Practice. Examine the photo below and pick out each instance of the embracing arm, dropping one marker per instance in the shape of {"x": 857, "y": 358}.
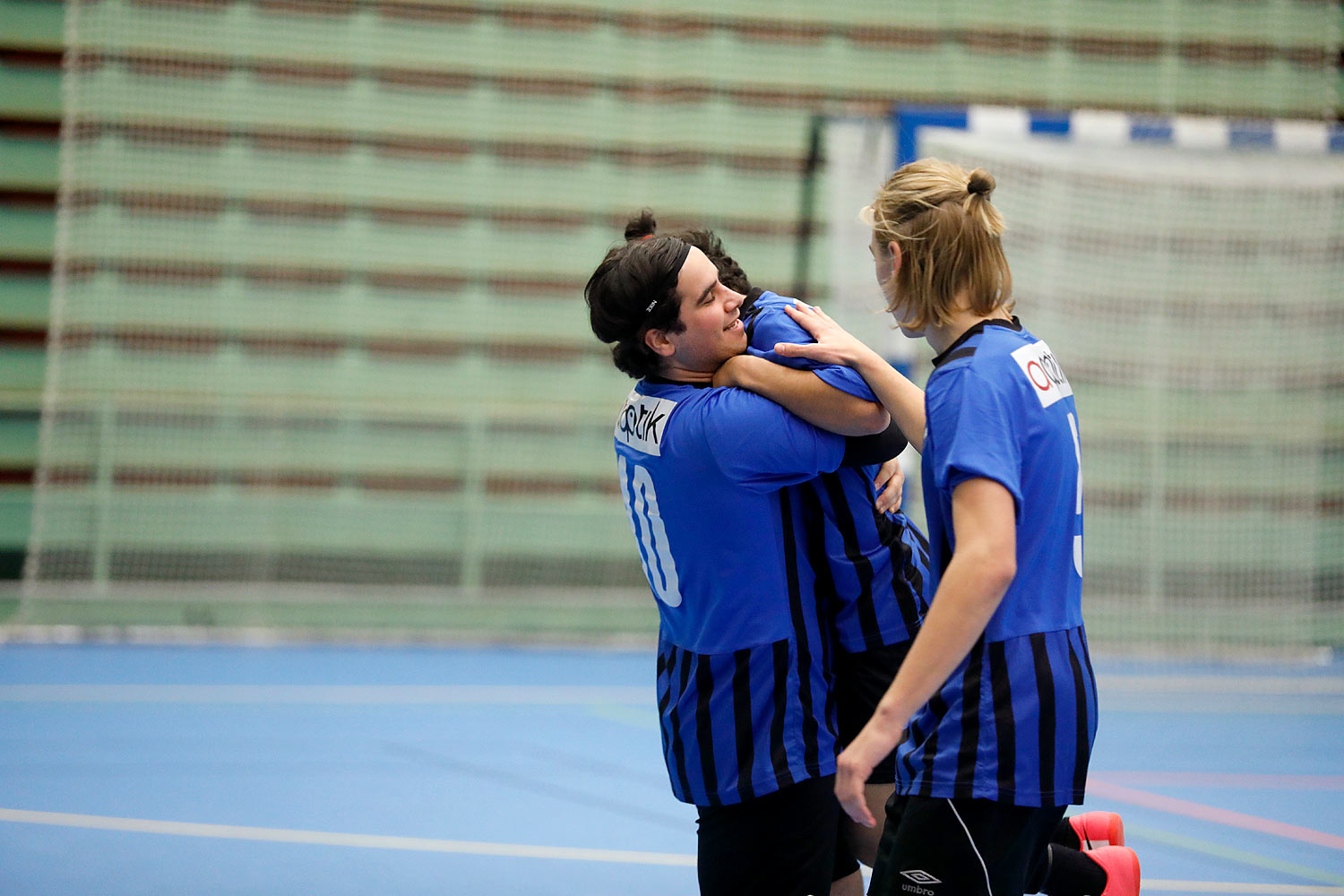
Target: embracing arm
{"x": 804, "y": 394}
{"x": 972, "y": 587}
{"x": 902, "y": 398}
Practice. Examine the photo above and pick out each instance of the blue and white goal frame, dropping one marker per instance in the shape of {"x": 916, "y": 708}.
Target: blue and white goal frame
{"x": 1117, "y": 128}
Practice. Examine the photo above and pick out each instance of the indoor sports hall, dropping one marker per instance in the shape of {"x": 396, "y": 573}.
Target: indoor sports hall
{"x": 314, "y": 573}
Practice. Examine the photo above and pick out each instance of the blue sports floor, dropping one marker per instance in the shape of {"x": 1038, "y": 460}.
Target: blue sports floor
{"x": 269, "y": 771}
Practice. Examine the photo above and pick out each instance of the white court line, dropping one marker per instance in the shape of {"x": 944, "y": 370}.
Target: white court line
{"x": 1236, "y": 890}
{"x": 513, "y": 694}
{"x": 331, "y": 839}
{"x": 564, "y": 694}
{"x": 519, "y": 850}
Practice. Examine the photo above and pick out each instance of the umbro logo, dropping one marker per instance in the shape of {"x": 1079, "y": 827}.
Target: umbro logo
{"x": 921, "y": 876}
{"x": 918, "y": 877}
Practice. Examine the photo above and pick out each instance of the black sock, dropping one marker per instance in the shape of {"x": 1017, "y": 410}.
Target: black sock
{"x": 1066, "y": 836}
{"x": 1072, "y": 874}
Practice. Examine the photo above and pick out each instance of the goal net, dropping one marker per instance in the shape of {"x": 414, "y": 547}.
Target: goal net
{"x": 1195, "y": 301}
{"x": 301, "y": 371}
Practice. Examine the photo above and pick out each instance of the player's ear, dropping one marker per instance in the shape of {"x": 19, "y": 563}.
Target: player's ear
{"x": 895, "y": 255}
{"x": 659, "y": 341}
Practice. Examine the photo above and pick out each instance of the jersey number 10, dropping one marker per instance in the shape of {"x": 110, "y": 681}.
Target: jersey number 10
{"x": 642, "y": 503}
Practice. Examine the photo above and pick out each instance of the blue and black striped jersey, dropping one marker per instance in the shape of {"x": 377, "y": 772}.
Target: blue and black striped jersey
{"x": 1016, "y": 720}
{"x": 874, "y": 565}
{"x": 742, "y": 675}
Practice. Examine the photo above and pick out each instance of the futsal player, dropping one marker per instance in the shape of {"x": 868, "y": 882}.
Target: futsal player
{"x": 742, "y": 684}
{"x": 871, "y": 560}
{"x": 995, "y": 708}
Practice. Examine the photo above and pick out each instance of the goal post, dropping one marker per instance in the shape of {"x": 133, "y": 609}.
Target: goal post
{"x": 1188, "y": 276}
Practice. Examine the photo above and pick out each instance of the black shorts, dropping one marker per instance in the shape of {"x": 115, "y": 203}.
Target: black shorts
{"x": 933, "y": 847}
{"x": 782, "y": 844}
{"x": 860, "y": 681}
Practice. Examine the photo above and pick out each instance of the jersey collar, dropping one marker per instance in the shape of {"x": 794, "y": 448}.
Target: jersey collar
{"x": 976, "y": 331}
{"x": 663, "y": 381}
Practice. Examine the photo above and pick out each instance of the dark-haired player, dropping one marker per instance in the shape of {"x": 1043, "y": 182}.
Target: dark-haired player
{"x": 742, "y": 677}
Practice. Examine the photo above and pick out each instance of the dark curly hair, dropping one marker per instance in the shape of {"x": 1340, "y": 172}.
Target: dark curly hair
{"x": 633, "y": 290}
{"x": 704, "y": 239}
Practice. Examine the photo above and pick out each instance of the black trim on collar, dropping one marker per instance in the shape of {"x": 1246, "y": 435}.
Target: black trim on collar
{"x": 749, "y": 312}
{"x": 663, "y": 381}
{"x": 975, "y": 331}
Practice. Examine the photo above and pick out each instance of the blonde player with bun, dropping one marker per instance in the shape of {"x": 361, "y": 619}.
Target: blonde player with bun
{"x": 995, "y": 710}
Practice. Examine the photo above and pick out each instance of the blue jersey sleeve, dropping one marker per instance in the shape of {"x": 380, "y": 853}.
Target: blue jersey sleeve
{"x": 773, "y": 324}
{"x": 795, "y": 452}
{"x": 975, "y": 433}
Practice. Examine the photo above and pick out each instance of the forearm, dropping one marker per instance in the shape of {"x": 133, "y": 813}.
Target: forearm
{"x": 804, "y": 394}
{"x": 902, "y": 398}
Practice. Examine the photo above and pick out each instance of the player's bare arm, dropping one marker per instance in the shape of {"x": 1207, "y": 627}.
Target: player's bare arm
{"x": 804, "y": 394}
{"x": 835, "y": 346}
{"x": 972, "y": 587}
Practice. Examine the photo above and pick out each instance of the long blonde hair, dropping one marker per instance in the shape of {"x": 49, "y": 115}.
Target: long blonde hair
{"x": 949, "y": 238}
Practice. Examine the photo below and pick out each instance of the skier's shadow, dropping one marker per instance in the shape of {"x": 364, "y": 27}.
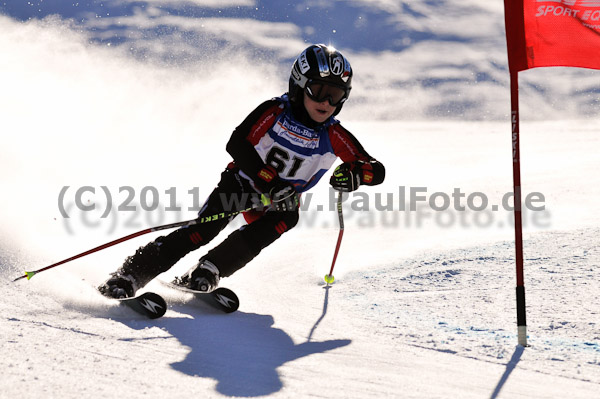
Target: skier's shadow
{"x": 241, "y": 351}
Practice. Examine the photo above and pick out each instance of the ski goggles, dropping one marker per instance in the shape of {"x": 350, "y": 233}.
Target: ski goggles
{"x": 319, "y": 92}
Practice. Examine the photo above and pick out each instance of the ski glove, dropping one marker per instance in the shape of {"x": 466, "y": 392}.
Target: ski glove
{"x": 346, "y": 177}
{"x": 283, "y": 197}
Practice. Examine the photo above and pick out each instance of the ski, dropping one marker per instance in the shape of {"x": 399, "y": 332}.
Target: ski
{"x": 222, "y": 299}
{"x": 148, "y": 304}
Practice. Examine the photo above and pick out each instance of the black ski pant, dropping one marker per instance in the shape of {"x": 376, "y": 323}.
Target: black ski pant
{"x": 233, "y": 193}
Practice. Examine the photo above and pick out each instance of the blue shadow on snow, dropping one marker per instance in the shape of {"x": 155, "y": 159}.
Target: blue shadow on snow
{"x": 240, "y": 351}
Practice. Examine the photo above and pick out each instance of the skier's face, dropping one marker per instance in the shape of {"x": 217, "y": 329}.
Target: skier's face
{"x": 318, "y": 112}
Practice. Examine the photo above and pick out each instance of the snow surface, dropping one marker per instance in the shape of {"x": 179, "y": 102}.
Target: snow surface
{"x": 423, "y": 305}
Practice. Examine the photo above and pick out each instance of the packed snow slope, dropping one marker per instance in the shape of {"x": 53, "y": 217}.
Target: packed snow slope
{"x": 425, "y": 59}
{"x": 139, "y": 100}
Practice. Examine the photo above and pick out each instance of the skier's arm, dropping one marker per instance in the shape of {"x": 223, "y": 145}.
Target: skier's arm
{"x": 246, "y": 136}
{"x": 358, "y": 167}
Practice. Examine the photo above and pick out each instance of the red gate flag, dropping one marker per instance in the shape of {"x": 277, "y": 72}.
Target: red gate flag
{"x": 542, "y": 33}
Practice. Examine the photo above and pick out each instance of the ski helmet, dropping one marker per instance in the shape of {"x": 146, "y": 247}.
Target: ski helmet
{"x": 324, "y": 73}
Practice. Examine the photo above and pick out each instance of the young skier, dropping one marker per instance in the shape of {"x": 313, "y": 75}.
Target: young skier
{"x": 280, "y": 150}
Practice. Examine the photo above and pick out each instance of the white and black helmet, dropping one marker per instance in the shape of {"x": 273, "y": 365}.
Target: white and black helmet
{"x": 323, "y": 73}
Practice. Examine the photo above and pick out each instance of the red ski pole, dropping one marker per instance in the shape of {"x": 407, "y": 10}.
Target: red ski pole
{"x": 329, "y": 279}
{"x": 29, "y": 275}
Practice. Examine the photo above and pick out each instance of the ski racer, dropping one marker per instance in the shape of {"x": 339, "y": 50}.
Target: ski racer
{"x": 282, "y": 149}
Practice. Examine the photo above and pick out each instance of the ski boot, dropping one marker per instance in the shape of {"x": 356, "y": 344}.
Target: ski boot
{"x": 202, "y": 277}
{"x": 119, "y": 285}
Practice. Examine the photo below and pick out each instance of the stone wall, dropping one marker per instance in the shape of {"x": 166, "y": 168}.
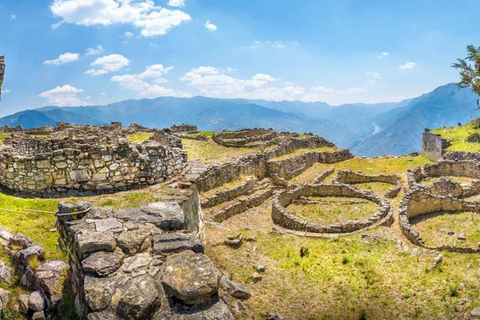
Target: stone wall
{"x": 282, "y": 217}
{"x": 290, "y": 167}
{"x": 433, "y": 145}
{"x": 69, "y": 161}
{"x": 2, "y": 73}
{"x": 139, "y": 264}
{"x": 418, "y": 203}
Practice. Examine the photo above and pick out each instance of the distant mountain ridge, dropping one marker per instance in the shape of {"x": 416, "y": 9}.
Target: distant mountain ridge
{"x": 367, "y": 129}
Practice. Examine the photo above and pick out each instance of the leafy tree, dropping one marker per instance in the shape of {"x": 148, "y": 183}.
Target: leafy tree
{"x": 470, "y": 70}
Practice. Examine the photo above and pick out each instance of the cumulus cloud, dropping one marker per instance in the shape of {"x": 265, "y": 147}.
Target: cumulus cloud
{"x": 382, "y": 55}
{"x": 66, "y": 95}
{"x": 147, "y": 83}
{"x": 106, "y": 64}
{"x": 94, "y": 51}
{"x": 176, "y": 3}
{"x": 62, "y": 59}
{"x": 213, "y": 82}
{"x": 210, "y": 26}
{"x": 153, "y": 20}
{"x": 408, "y": 65}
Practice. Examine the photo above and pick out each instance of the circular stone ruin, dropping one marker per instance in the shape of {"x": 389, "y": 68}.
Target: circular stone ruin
{"x": 419, "y": 205}
{"x": 350, "y": 177}
{"x": 443, "y": 178}
{"x": 88, "y": 159}
{"x": 286, "y": 219}
{"x": 247, "y": 138}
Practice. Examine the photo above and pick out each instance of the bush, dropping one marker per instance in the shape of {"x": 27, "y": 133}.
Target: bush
{"x": 474, "y": 138}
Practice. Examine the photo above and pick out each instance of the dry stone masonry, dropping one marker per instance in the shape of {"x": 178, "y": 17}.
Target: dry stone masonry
{"x": 88, "y": 159}
{"x": 282, "y": 217}
{"x": 140, "y": 264}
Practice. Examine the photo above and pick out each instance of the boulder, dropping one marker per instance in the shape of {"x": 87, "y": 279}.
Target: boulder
{"x": 175, "y": 242}
{"x": 101, "y": 264}
{"x": 131, "y": 241}
{"x": 234, "y": 289}
{"x": 95, "y": 241}
{"x": 190, "y": 277}
{"x": 36, "y": 301}
{"x": 140, "y": 299}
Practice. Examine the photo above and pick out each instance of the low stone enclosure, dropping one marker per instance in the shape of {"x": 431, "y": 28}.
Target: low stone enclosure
{"x": 143, "y": 263}
{"x": 88, "y": 159}
{"x": 443, "y": 169}
{"x": 351, "y": 177}
{"x": 283, "y": 218}
{"x": 247, "y": 138}
{"x": 419, "y": 203}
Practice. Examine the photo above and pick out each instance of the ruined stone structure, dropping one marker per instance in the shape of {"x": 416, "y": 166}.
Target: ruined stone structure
{"x": 144, "y": 263}
{"x": 247, "y": 138}
{"x": 443, "y": 187}
{"x": 282, "y": 217}
{"x": 351, "y": 177}
{"x": 88, "y": 159}
{"x": 419, "y": 203}
{"x": 433, "y": 145}
{"x": 2, "y": 73}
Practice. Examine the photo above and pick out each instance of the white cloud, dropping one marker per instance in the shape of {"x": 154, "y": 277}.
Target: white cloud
{"x": 65, "y": 58}
{"x": 147, "y": 82}
{"x": 66, "y": 95}
{"x": 94, "y": 51}
{"x": 210, "y": 26}
{"x": 176, "y": 3}
{"x": 153, "y": 20}
{"x": 213, "y": 82}
{"x": 408, "y": 65}
{"x": 106, "y": 64}
{"x": 382, "y": 55}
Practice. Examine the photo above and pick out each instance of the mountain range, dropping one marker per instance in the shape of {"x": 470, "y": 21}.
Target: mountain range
{"x": 367, "y": 129}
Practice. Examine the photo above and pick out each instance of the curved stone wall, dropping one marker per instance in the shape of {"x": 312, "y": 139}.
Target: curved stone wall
{"x": 419, "y": 203}
{"x": 93, "y": 163}
{"x": 282, "y": 217}
{"x": 245, "y": 138}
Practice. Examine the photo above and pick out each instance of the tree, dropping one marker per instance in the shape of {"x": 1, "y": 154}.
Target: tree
{"x": 470, "y": 70}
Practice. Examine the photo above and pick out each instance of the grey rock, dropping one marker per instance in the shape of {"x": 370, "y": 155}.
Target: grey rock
{"x": 99, "y": 291}
{"x": 131, "y": 241}
{"x": 36, "y": 301}
{"x": 175, "y": 242}
{"x": 191, "y": 277}
{"x": 101, "y": 264}
{"x": 5, "y": 273}
{"x": 140, "y": 299}
{"x": 95, "y": 241}
{"x": 234, "y": 289}
{"x": 109, "y": 224}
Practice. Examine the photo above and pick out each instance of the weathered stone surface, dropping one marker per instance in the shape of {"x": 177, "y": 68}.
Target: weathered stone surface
{"x": 95, "y": 241}
{"x": 99, "y": 291}
{"x": 4, "y": 296}
{"x": 23, "y": 303}
{"x": 131, "y": 241}
{"x": 101, "y": 264}
{"x": 191, "y": 277}
{"x": 234, "y": 289}
{"x": 5, "y": 273}
{"x": 36, "y": 301}
{"x": 140, "y": 299}
{"x": 175, "y": 242}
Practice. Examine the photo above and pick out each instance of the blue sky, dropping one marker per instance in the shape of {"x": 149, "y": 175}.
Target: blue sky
{"x": 80, "y": 52}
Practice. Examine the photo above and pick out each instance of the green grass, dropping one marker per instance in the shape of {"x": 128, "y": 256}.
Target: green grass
{"x": 139, "y": 137}
{"x": 458, "y": 136}
{"x": 334, "y": 210}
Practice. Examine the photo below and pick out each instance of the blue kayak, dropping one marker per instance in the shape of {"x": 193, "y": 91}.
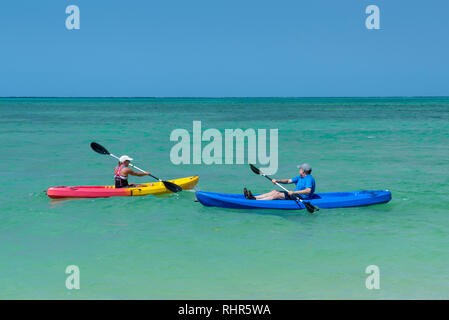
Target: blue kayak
{"x": 321, "y": 200}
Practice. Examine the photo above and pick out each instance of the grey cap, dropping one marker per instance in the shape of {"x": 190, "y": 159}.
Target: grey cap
{"x": 305, "y": 166}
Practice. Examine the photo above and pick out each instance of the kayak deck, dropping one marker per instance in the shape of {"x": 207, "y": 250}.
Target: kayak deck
{"x": 321, "y": 200}
{"x": 144, "y": 189}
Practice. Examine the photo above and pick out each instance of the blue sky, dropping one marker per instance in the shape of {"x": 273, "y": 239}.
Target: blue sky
{"x": 211, "y": 48}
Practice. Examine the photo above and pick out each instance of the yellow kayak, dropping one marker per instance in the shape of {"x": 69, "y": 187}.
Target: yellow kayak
{"x": 110, "y": 191}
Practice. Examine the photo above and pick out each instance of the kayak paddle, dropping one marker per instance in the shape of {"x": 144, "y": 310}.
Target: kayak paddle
{"x": 102, "y": 150}
{"x": 308, "y": 206}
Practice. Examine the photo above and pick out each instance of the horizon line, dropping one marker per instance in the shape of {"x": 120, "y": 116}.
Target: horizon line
{"x": 207, "y": 97}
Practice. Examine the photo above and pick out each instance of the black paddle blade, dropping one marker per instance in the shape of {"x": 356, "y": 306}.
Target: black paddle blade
{"x": 171, "y": 186}
{"x": 254, "y": 169}
{"x": 99, "y": 148}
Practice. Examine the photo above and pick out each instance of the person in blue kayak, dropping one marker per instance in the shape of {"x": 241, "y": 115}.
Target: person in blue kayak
{"x": 122, "y": 171}
{"x": 305, "y": 187}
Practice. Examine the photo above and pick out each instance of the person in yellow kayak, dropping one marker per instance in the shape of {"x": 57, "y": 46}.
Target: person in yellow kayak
{"x": 122, "y": 171}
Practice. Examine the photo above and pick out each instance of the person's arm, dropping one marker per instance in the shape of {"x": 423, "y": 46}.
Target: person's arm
{"x": 305, "y": 191}
{"x": 137, "y": 174}
{"x": 283, "y": 181}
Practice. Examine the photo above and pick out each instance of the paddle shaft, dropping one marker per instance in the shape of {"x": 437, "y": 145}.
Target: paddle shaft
{"x": 114, "y": 156}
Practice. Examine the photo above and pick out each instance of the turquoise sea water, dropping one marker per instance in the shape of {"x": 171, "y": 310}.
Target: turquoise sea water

■ **Your instructions**:
Find the line that contains "of the person's". Repeat it and every line after it, exactly as written, up to and including the last line of the records above.

■ **Output below**:
Practice. Examine the photo above and pick out each instance of the person's arm, dropping one marker per instance in the shape of {"x": 423, "y": 46}.
Target: person's arm
{"x": 305, "y": 191}
{"x": 137, "y": 174}
{"x": 283, "y": 181}
Practice. Examine the photo above and pick out each instance of the paddle shaft, dropping one marker per instance in the shape of {"x": 437, "y": 145}.
Target: paddle shaft
{"x": 114, "y": 156}
Practice. Examine the photo above and pick out each instance of the turquoise sea water, dropping one marker per instance in the shape of {"x": 171, "y": 310}.
Target: turquoise sea water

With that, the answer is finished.